*Task to complete*:
Output, with no changes, the span of lines that opens with the line containing "each like (429,280)." and closes with the last line.

*Given entries*:

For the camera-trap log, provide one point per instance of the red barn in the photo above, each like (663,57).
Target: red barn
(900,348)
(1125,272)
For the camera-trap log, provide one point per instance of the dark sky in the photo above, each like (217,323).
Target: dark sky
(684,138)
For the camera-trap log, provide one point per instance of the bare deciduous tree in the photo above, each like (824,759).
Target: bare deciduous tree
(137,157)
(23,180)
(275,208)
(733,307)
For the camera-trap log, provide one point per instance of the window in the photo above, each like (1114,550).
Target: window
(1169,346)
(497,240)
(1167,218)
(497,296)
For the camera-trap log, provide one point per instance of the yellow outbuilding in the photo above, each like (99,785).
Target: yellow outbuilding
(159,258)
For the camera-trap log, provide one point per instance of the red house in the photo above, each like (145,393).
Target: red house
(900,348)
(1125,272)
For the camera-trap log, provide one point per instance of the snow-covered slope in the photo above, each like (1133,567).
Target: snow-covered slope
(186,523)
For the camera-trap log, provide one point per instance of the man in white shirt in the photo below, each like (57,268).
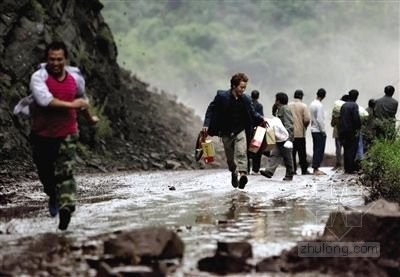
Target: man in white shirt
(318,131)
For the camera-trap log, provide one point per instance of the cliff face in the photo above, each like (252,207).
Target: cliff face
(139,129)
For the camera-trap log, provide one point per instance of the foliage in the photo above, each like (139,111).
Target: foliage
(381,169)
(103,127)
(191,48)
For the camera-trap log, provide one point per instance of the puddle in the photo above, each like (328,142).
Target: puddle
(270,214)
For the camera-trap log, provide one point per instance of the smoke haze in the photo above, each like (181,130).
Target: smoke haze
(336,45)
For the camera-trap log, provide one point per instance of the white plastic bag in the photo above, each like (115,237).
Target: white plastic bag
(281,134)
(22,108)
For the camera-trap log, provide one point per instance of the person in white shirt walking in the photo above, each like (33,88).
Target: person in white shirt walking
(301,120)
(318,131)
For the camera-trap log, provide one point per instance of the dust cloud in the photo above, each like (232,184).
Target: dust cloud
(353,45)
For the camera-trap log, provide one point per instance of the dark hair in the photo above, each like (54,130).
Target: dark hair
(274,109)
(237,78)
(321,93)
(56,45)
(389,90)
(371,103)
(282,98)
(298,94)
(255,94)
(353,95)
(345,98)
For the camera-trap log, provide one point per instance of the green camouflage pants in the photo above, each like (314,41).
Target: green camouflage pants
(55,159)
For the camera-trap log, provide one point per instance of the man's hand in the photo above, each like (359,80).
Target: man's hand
(93,120)
(265,124)
(80,103)
(204,132)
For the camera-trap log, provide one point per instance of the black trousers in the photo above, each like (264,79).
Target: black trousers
(299,146)
(350,144)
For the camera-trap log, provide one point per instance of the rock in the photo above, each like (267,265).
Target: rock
(171,164)
(241,250)
(223,265)
(230,257)
(148,244)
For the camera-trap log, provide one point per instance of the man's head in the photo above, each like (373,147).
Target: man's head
(281,98)
(353,95)
(321,93)
(56,54)
(239,83)
(389,90)
(298,94)
(371,103)
(345,98)
(255,94)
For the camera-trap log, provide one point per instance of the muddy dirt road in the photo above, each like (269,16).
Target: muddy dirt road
(201,206)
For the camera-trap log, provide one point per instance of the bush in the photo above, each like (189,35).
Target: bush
(381,169)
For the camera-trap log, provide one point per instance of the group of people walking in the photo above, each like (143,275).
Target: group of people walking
(232,115)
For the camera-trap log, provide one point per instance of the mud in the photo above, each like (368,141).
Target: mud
(272,215)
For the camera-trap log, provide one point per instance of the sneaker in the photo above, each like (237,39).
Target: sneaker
(318,172)
(235,182)
(242,181)
(266,173)
(65,217)
(306,173)
(53,206)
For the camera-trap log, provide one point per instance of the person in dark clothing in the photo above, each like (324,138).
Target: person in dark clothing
(231,116)
(350,124)
(368,126)
(255,157)
(335,123)
(385,113)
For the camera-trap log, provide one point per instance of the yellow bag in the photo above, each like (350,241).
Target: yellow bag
(257,139)
(270,138)
(208,151)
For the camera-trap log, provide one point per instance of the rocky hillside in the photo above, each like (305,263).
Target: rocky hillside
(139,129)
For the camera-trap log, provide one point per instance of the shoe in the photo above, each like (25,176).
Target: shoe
(266,173)
(53,206)
(235,182)
(318,172)
(242,181)
(65,217)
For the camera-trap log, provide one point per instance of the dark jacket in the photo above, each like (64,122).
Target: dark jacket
(350,122)
(218,114)
(285,115)
(386,108)
(258,107)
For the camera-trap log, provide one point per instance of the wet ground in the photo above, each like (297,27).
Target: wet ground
(201,206)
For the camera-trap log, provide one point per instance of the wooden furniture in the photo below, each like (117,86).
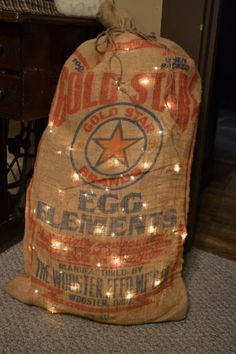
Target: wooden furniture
(33,49)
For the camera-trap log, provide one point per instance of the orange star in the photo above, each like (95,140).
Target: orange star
(115,147)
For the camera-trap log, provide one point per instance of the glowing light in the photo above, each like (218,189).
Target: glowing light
(99,230)
(144,81)
(146,165)
(116,260)
(109,293)
(152,229)
(75,177)
(56,244)
(168,105)
(52,309)
(116,162)
(75,287)
(129,295)
(177,168)
(157,282)
(184,235)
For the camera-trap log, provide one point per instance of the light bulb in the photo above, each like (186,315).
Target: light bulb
(184,235)
(151,229)
(177,168)
(157,282)
(75,287)
(129,295)
(144,81)
(52,309)
(146,165)
(75,177)
(116,260)
(56,244)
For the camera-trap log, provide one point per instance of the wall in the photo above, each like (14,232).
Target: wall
(147,13)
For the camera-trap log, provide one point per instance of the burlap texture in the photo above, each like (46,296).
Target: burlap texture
(107,205)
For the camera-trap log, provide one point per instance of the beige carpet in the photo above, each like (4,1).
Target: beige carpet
(209,327)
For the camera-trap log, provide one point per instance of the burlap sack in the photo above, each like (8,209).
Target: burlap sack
(107,205)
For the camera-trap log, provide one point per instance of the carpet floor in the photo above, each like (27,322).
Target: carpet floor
(209,328)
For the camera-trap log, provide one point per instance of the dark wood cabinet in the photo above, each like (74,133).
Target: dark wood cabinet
(33,49)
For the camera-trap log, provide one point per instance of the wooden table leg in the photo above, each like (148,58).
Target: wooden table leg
(3,170)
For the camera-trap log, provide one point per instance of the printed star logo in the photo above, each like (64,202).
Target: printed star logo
(116,146)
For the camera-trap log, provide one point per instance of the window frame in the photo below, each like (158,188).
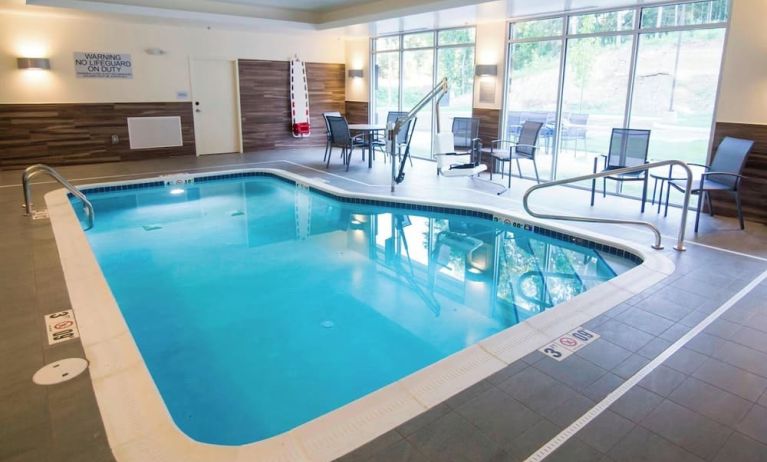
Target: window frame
(635,32)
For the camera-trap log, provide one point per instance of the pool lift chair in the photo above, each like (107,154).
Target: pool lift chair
(470,167)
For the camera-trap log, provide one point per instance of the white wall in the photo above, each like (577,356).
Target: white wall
(155,78)
(358,57)
(743,91)
(491,49)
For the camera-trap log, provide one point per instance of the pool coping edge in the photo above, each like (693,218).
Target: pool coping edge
(139,426)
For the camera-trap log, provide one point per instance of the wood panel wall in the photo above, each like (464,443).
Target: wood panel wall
(754,187)
(357,112)
(265,102)
(489,121)
(66,134)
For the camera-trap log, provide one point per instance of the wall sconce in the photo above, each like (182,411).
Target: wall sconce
(33,63)
(486,70)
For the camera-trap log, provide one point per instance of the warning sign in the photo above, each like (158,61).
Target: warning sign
(61,326)
(566,345)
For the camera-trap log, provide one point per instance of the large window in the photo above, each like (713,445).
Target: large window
(408,66)
(654,67)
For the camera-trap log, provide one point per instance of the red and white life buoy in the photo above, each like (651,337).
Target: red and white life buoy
(299,99)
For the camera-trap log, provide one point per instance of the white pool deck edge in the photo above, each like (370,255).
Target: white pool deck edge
(139,427)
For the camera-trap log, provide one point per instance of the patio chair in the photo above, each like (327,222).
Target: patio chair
(465,135)
(724,174)
(575,130)
(340,137)
(628,148)
(524,148)
(380,141)
(325,116)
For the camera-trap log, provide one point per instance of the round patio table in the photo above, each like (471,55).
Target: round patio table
(368,130)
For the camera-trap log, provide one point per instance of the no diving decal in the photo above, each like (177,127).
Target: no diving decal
(566,345)
(61,326)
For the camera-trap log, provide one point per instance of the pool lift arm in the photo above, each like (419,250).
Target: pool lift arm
(444,143)
(394,128)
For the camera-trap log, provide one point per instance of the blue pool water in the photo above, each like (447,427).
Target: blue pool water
(258,305)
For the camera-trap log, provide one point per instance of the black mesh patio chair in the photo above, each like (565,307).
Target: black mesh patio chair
(325,116)
(724,174)
(628,148)
(340,137)
(380,141)
(575,131)
(466,135)
(524,147)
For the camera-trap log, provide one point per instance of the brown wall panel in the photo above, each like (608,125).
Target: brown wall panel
(65,134)
(357,112)
(265,102)
(754,187)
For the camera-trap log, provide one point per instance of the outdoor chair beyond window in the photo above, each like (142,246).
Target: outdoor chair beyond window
(340,137)
(724,174)
(628,148)
(328,138)
(465,135)
(524,148)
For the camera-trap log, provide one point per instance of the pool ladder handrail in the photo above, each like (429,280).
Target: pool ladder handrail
(37,169)
(593,176)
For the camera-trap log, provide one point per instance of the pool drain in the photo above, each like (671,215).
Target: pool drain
(60,371)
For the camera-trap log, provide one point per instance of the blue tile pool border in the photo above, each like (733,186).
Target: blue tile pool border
(557,235)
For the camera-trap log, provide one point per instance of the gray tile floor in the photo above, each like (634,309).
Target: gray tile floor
(706,402)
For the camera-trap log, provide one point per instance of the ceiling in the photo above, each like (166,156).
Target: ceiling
(348,17)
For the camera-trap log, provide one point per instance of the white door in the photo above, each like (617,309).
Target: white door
(215,105)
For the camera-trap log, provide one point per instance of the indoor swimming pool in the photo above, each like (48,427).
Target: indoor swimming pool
(259,304)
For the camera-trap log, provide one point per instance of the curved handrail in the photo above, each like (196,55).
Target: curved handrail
(34,170)
(688,188)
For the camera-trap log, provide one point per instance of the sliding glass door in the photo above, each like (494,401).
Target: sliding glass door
(408,66)
(653,67)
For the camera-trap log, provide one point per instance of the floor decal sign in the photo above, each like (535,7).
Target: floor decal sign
(61,326)
(566,345)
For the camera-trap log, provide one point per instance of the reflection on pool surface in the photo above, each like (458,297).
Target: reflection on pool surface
(258,305)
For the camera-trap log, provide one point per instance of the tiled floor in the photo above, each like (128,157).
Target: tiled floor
(708,401)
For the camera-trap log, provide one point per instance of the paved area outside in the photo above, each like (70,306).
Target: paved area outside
(706,402)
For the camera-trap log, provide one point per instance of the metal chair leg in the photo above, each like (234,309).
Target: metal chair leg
(594,183)
(644,191)
(740,210)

*Written answer*:
For the camera-trap log, provide one point per instance of the pool ladder handrail in the photo above, each like (429,280).
Target: pool ladder handrail
(37,169)
(593,176)
For the camera-trap log, provide one point per instance of the pool drain in the photo above, each like (671,215).
Target: pool drain
(60,371)
For the camera-trap log, provide one point per instance of the blue tile pool border in the photo above, each like (733,186).
Target: blue tile pool border
(557,235)
For the camera-trap log, provide one point per instance of the gray tile floor in the photo above, each like (634,309).
Target: gray tile floor
(706,402)
For the camera-trap log, provide one point per instance of the ceiling in the photo above, each like (166,156).
Target: ceiling
(348,17)
For the camera-trap log, provide one point per instance of the white door in the photo above, each like (617,309).
Target: white door
(215,105)
For the camera-trap log, provide one point per instance of the indoor swimming pool in the photo above, each like (48,427).
Target: indoor swimming pool
(259,304)
For the camera-trap log, provide one point per instance of the curved handrail in the photo above, each like (196,55).
Target: curved handrail
(34,170)
(688,188)
For the camera-trap log, provide one point per instance of the sliding glass door in the photo above, each like (494,401).
Target: sliding glass door
(408,66)
(653,67)
For the camera-trap log, provide one point per instance of the floor decal sign in the photo above, each like (535,7).
Target: floor decal sign
(61,326)
(566,345)
For the camera-trap log, provide one point per instance of the reflection on pool surface in the photo above, each like (458,297).
Target: reflection on pool surface
(258,305)
For the camera-trap log, provide one point per instance of the tiled floor in the photo above, each like (128,157).
Target: tiled floor
(708,401)
For the camera-trap log, provide one point per instance of the paved area outside in the photo above, each like (70,306).
Target: paved area outside
(706,402)
For the camera-trap log, provide one point per instance of the metal chair leg in the photo above, each like (234,309).
Target: metal chair leg
(594,183)
(644,191)
(740,210)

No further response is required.